#### Your tasks:
• 1. According to the passage on internationalization in higher education, when did the process Kabasakal describes begin?
• 2. From the passage on internationalization in higher education, reproduce everything from "ageing of Europe, their" down to "of these tendencies.".

It is stated that “unless the quality dimension is fully integrated in internationalization policies, the further growth of mobility and transnational delivery will risk being at the expense of its quality” (Van Damme, 2001: 436-437). Similarly, Yang argues (2002: 88) the erosion of the core university values of like disinterested inquiry and critical thinking distorts the complex cultural, social and process dimensions of education.

Kabasakal has also claimed that commoditization and internationalization in higher education goes hand in hand. According to Kabasakal there are three reasons of this process which started by 1980s. The first one is stemming from the virtue of social justice, i.e. students benefit more than states in higher education. Hence, states started to question the financing of HEIs. For this reason, states diminished their financial contribution to the budgets of universities, and allow them to diversify their source of income. The second reason emerged in Europe. Since the

ageing of Europe, their universities imported students from the developing countries’ rich students who have financial power to study abroad. The third is stemming from globalization which accredited the occupation in the world wide. HEIs assured the students on the recognition of qualifications. Therefore, the higher education which has vocational contribution to occupation is commoditized easily. In fact, AYU has emerged out of these tendencies.

#### Supplied entries:
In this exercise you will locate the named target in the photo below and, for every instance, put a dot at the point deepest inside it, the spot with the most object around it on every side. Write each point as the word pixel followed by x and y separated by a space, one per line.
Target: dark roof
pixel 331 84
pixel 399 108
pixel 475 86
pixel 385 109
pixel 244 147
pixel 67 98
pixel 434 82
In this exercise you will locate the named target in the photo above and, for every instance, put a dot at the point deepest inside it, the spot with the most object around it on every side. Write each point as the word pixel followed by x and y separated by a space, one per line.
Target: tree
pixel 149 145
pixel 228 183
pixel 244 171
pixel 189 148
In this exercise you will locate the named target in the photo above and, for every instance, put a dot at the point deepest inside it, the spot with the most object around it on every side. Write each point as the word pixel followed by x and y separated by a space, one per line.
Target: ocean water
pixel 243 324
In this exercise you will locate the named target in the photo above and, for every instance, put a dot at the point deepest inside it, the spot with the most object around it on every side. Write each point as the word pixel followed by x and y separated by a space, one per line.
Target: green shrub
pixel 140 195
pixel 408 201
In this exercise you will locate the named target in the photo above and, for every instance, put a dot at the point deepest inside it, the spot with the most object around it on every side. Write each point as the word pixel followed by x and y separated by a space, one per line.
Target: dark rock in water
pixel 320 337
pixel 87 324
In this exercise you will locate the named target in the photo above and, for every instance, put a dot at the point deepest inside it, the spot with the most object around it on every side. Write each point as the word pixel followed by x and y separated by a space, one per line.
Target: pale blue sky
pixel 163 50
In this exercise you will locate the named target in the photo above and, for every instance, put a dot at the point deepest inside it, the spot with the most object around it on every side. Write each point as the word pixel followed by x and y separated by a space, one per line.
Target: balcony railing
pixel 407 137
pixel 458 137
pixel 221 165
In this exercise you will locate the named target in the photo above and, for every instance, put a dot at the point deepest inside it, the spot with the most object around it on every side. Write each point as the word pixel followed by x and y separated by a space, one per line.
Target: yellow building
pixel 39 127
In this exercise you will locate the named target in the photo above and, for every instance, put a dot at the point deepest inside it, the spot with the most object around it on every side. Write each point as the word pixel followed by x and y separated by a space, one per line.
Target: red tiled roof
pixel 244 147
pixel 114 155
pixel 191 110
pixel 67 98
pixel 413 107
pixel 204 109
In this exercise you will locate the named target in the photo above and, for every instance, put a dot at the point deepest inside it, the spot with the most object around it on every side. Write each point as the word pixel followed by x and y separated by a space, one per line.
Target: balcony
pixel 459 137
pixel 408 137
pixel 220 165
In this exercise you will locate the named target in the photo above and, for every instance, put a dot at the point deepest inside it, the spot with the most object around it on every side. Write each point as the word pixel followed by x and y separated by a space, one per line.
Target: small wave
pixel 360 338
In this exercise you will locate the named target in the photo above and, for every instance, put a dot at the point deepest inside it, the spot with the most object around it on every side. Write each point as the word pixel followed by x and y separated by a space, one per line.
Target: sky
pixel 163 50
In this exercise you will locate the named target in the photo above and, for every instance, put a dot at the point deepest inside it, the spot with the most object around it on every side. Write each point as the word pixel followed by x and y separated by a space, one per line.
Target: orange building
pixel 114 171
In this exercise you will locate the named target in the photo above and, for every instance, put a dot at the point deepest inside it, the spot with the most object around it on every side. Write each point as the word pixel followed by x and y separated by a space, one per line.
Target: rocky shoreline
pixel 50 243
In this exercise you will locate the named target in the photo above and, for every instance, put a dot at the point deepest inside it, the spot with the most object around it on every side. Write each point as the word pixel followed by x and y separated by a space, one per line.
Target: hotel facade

#### Responses in order:
• 1. It began by the 1980s.

• 2.
ageing of Europe, their universities imported students from the developing countries’ rich students who have financial power to study abroad. The third is stemming from globalization which accredited the occupation in the world wide. HEIs assured the students on the recognition of qualifications. Therefore, the higher education which has vocational contribution to occupation is commoditized easily. In fact, AYU has emerged out of these tendencies.